Cosa fare: Prosegui il testo sul latte e sulle sue proteine, riprendendo subito dopo l'ultima frase.

─── Testo ───

L’Italia produce circa 10-11 milioni di tonnellate all’anno di latte ma, per accordi “europei”, ne deve produrre meno di quanto potrebbe per permettere ai produttori di altri Paesi di esportare una parte del loro latte in Italia (circa 8 milioni di t/anno) come latte fresco o “contenuto” nei prodotti lattiero-caseari.
Il latte è un’emulsione, cioè una fine dispersione in acqua, di circa il 3-3,5% di grasso col 4-5% di zuccheri e sali minerali e con circa il 3% di proteine. Queste ultime sono in parte caseine, poco solubili in acqua, e in parte albumine o sieroproteine, solubili in acqua. Nel latte appena munto le sieroproteine rappresentano circa il 18% delle proteine totali; tale percentuale diminuisce se il latte è stato trattato col calore e diminuisce in proporzione alla intensità del trattamento termico che le fa diventare sempre meno solubili in acqua. Ad esempio, in un latte di buona qualità che ha subito una sola pastorizzazione, il trattamento inventato dal grande chimico francese Louis Pasteur (1822-1895), per uno o due secondi a 72°C le sieroproteine solubili diminuiscono dal 18 al 16%, rispetto alle proteine totali.
Ma se il latte è pastorizzato a temperature più elevate o per tempi più lunghi, come è necessario quando la carica microbica iniziale è alta, o quando il latte è stato munto alcuni giorni prima o ha affrontato un lungo viaggio, allora le sieroproteine solubili scendono anche al di sotto del 10%. Nel latte sterilizzato, trattato ad alta temperatura, la denaturazione delle sieroproteine è maggiore e quelle solubili diminuiscono anche al 5%, sempre rispetto alle proteine totali.

─── Dati forniti ───

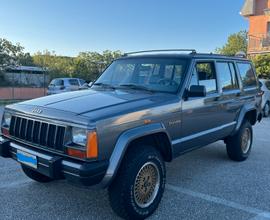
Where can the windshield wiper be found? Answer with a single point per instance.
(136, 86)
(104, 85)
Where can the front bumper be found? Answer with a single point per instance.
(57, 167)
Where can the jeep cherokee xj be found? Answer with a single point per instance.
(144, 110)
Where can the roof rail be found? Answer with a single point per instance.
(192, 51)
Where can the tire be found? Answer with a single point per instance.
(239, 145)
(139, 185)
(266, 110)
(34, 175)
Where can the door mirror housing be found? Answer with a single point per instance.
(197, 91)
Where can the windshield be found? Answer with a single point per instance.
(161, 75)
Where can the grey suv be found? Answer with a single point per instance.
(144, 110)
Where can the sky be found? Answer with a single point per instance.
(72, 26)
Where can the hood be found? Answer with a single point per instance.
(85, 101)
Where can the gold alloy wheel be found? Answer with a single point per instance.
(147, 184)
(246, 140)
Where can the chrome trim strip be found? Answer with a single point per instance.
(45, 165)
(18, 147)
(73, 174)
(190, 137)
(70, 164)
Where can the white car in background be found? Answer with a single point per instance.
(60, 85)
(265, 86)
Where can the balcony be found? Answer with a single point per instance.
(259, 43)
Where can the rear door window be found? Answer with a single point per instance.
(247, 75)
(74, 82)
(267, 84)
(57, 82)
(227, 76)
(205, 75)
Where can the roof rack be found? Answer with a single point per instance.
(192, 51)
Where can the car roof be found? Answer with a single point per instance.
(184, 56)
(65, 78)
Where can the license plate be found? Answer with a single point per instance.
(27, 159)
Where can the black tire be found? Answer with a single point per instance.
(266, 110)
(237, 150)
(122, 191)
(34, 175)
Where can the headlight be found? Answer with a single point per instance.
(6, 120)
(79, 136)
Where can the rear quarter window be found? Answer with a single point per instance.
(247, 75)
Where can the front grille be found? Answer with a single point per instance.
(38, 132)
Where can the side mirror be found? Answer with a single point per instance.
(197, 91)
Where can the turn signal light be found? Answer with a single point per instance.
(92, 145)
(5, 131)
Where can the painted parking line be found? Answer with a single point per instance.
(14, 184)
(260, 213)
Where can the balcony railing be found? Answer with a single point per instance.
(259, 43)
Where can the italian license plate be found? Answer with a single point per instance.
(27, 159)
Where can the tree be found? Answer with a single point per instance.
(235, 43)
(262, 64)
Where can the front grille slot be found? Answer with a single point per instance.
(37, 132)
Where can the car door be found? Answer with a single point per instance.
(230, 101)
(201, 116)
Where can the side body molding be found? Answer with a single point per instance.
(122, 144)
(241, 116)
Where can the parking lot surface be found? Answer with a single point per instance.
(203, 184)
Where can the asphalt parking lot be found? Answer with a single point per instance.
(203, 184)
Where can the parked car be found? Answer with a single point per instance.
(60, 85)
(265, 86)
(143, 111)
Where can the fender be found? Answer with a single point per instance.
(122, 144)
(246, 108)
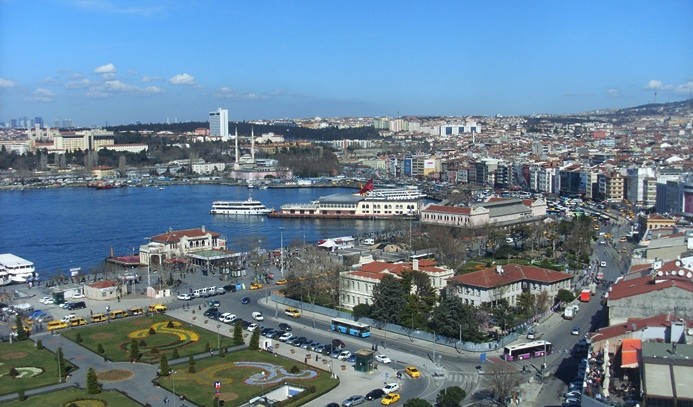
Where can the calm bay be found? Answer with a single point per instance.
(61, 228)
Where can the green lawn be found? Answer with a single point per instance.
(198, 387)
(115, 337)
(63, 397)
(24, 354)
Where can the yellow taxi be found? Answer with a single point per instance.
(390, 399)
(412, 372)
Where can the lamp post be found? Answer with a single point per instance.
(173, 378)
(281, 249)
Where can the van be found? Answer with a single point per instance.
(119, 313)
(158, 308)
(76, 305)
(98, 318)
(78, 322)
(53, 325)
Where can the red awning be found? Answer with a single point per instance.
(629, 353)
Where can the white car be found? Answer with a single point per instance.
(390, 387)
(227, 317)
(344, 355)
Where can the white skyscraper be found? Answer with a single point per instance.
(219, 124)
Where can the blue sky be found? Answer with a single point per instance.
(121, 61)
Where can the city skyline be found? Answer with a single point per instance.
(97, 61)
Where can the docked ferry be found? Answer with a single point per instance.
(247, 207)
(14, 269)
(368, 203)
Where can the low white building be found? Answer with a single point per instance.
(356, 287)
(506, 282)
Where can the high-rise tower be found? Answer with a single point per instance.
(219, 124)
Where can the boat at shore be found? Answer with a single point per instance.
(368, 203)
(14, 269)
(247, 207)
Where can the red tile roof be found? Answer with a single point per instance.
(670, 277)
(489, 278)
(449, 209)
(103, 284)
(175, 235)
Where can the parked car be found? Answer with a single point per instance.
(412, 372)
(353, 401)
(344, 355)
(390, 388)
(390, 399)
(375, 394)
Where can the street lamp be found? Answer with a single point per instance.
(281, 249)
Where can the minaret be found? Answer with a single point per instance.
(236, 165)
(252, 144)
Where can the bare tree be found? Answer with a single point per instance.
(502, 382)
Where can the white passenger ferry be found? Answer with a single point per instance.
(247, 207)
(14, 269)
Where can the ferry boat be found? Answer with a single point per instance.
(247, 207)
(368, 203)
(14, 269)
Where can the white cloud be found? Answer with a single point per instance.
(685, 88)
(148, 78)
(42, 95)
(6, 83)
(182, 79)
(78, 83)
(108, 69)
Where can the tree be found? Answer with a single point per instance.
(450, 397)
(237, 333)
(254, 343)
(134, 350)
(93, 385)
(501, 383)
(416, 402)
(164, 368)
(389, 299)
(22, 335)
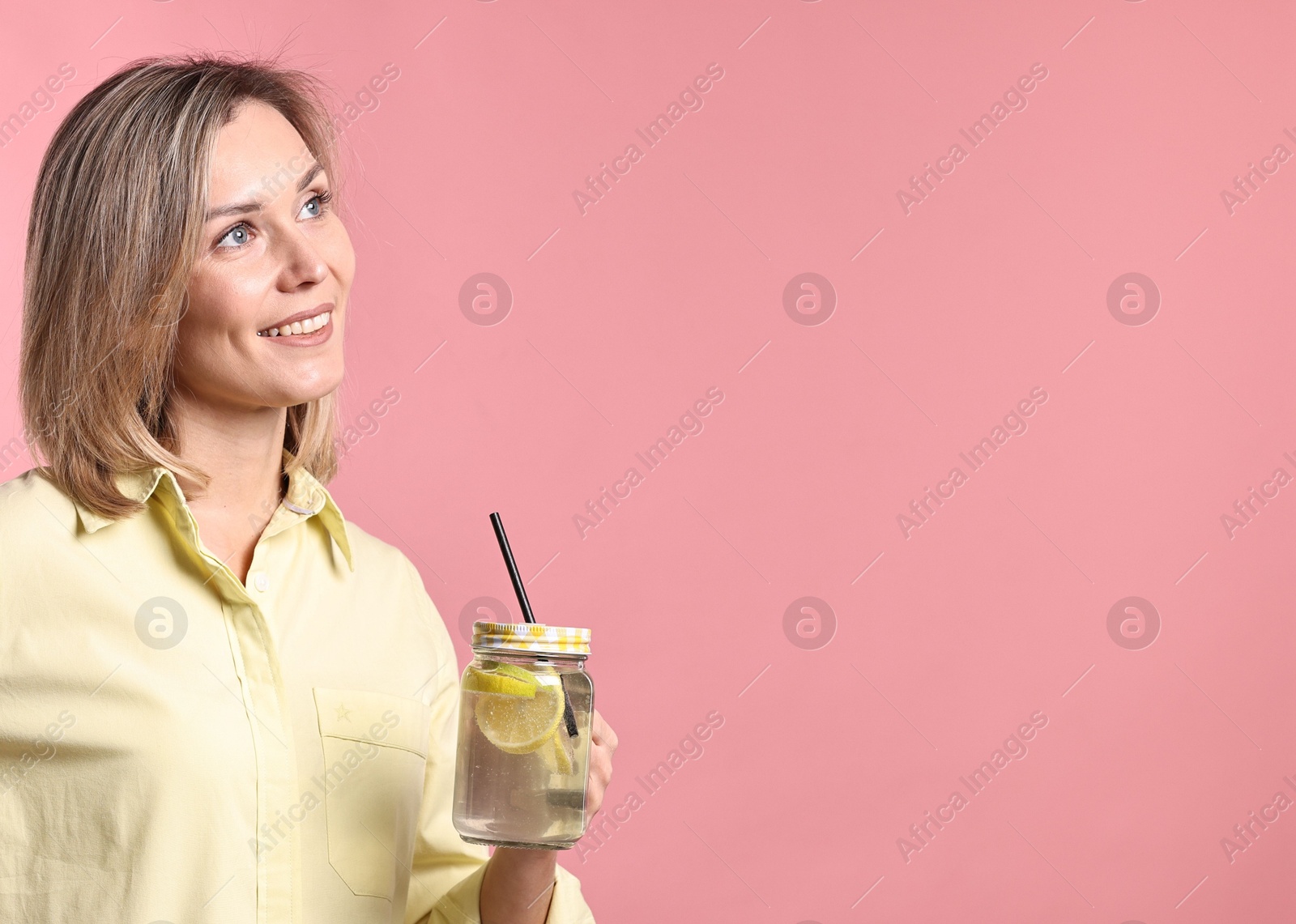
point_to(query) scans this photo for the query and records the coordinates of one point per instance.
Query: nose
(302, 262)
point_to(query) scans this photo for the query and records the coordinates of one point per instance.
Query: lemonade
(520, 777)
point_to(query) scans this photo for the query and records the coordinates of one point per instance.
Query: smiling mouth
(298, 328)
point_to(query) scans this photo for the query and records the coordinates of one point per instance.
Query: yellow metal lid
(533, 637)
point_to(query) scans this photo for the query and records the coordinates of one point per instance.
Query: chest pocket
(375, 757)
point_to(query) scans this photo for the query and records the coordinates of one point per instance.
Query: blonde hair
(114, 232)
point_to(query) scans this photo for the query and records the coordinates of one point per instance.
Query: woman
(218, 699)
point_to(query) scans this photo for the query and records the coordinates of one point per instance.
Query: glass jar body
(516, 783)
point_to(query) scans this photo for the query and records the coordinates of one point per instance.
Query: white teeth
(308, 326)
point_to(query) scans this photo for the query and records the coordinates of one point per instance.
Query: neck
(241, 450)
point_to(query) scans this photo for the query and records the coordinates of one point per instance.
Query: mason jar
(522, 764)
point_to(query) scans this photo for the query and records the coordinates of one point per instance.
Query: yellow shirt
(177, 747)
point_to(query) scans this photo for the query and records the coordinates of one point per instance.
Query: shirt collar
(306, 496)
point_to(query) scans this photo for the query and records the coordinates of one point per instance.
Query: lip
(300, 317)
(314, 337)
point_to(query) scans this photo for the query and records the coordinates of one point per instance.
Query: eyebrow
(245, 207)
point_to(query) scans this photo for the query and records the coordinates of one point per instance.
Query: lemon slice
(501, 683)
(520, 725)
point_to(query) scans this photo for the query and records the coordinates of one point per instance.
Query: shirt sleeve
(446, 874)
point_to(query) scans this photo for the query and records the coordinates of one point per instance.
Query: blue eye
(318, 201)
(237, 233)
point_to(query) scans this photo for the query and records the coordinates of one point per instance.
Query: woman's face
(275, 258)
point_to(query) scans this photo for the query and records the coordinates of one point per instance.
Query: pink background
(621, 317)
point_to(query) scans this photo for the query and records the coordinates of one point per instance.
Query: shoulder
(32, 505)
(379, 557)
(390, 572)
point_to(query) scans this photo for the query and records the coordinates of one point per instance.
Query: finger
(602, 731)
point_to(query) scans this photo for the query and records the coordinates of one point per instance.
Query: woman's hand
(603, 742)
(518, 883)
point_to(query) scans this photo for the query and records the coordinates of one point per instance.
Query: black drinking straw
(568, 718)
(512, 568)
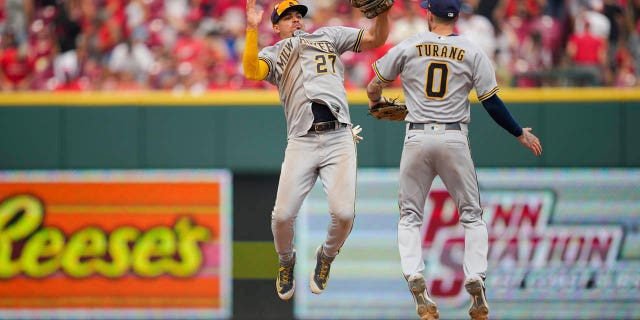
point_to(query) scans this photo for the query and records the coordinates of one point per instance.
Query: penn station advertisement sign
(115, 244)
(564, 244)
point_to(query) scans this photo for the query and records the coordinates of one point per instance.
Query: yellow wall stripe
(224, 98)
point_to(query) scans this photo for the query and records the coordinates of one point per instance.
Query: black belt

───

Il risultato:
Ma le proteine sono importanti non solo come indicatori della qualità, ma soprattutto perché sono ricche di amminoacidi essenziali ed hanno quindi un alto valore nutritivo. Circa due terzi del latte consumato in un anno in Italia (con un contenuto di circa 350.000 t di proteine) viene avviato alla produzione di burro e formaggio; in questa trasformazione agro-industriale da 50 a 100 mila t all’anno di preziose proteine finiscono nel siero, il sottoprodotto in parte scaricato nell’ambiente e fonte di inquinamento, e in parte usato per l’alimentazione del bestiame.
Non varrebbe la pena di investire tempo e soldi nelle ricerche per recuperare ogni chilogrammo possibile di proteine del latte, per progettare nuove forme di integrazione proteica dei cibi poveri? Ci sarebbe lavoro per noi, minore inquinamento, un po’ meno affamati e un po’ più di solidarietà.